WHAT IS BEING ASKED
Could you reproduce every line of the entries between the lines holding "the photo above." and "pixel 403 241", inclusive, with each answer coordinate shifted up by 13 and nothing else included?

Dataset rows
* start *
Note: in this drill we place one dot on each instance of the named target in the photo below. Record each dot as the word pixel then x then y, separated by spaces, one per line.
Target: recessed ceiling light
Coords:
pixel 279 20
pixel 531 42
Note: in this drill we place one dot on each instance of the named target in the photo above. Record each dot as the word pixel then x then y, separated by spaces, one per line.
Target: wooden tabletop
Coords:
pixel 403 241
* end *
* start *
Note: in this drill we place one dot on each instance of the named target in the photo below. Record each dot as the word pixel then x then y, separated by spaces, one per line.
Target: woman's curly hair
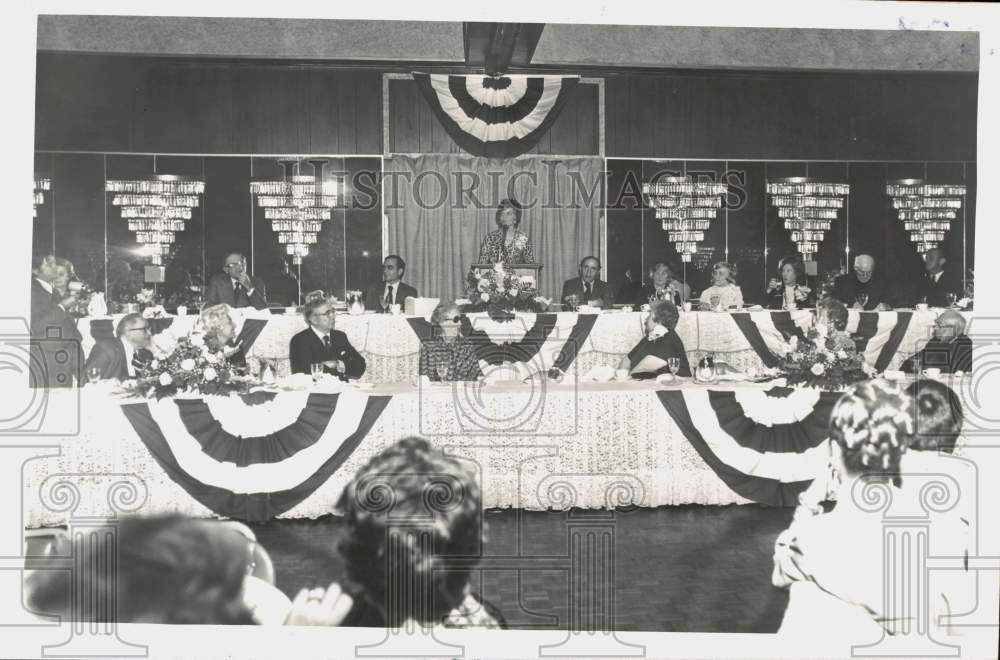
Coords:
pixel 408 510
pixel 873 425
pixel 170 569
* end *
FINAL RESULT
Note: in this drill we place one dot on each instance of the named target in the photo above. Record each dot as the word pixel then x then y, separated by spaces, one per line.
Target: wooden tabletop
Coords:
pixel 416 254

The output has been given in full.